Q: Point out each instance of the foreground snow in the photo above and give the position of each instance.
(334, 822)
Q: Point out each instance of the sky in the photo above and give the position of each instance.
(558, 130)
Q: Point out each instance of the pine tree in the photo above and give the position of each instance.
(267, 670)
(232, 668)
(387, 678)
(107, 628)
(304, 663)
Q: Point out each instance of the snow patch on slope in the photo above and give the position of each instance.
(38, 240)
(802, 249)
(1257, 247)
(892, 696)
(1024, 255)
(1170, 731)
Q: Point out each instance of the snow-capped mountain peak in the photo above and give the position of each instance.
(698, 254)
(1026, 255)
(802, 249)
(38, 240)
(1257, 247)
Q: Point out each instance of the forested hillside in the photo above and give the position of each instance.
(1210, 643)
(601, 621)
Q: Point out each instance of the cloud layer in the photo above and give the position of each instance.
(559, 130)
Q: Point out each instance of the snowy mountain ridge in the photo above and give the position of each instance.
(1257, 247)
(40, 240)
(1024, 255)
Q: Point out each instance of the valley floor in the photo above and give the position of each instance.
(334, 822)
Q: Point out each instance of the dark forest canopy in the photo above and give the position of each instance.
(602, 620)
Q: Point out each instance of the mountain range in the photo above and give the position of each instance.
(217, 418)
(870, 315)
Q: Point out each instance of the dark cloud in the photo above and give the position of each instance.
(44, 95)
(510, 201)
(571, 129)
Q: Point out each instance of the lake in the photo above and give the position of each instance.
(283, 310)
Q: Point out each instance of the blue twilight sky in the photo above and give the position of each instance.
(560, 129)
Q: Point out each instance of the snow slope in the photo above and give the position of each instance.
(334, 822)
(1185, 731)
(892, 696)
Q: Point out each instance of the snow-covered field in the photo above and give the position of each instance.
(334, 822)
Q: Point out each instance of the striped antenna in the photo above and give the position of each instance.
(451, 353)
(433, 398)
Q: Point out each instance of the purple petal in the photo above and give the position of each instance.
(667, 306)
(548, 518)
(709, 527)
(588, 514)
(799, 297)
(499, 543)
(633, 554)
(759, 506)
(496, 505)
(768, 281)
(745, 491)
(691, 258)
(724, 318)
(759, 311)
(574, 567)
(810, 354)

* [CHALLENGE] Type out the whole listing above again, exactly as it stands.

* [THE REPLY]
Q: Point out each instance of the foreground snow in the photo above and give the position of each instance.
(334, 822)
Q: Point out each instance of the sky in the photo above and give the position of each instance.
(558, 130)
Q: Point out each instance of the pine tree in the photo above and give the position of each instance.
(267, 670)
(232, 668)
(387, 678)
(107, 628)
(304, 663)
Q: Point out each instance of the snow patch on slope in the photo above and give the position of each instance.
(38, 240)
(802, 249)
(1257, 247)
(892, 696)
(1024, 255)
(1170, 731)
Q: Point out each instance of the snow-capped mountain peak in the photo above and give the position of each instance.
(698, 254)
(1026, 255)
(802, 249)
(38, 240)
(1257, 247)
Q: Point out each instance of the forested hillside in the photo above and give the position of each instance.
(1210, 643)
(601, 621)
Q: Point out each instance of the cloud layer in the photo above and give the position of each instance.
(559, 130)
Q: Point out each instance of the snowy mountain ridge in the photo above and give the position of each instance.
(1257, 247)
(40, 240)
(1024, 255)
Q: Point out each instance of the valley floor in the photo above and give the position of each instance.
(334, 822)
Q: Point out each instance of the dark forest canopy in the photo above and give the position of each instance.
(602, 620)
Q: Point out each instance of the mountain range in the photo above and give the position of each instance.
(217, 418)
(870, 315)
Q: Point out each instance of the dark cloud in the photo above and give the position of each instance.
(44, 95)
(510, 201)
(571, 129)
Q: Point out each instance of the lake in the photo above and give the position of each instance.
(283, 310)
Q: Point out each instance of the blue twilight sky in the photo above and give the position of each instance.
(560, 129)
Q: Point out each instance of the snow slope in the photo above and give the position of each instance.
(334, 822)
(1185, 731)
(892, 696)
Q: Point out each instance of the snow-covered field in the photo above and give the position of each instance.
(334, 822)
Q: Point out each instance of the striped antenna in the photo above and give the position of each instance.
(451, 353)
(433, 398)
Q: Point out each instance of the purple petal in the photo above and give the position of each instance.
(667, 306)
(548, 518)
(709, 527)
(588, 514)
(799, 297)
(499, 543)
(633, 554)
(759, 506)
(496, 505)
(768, 281)
(745, 491)
(691, 258)
(724, 318)
(759, 311)
(574, 567)
(810, 354)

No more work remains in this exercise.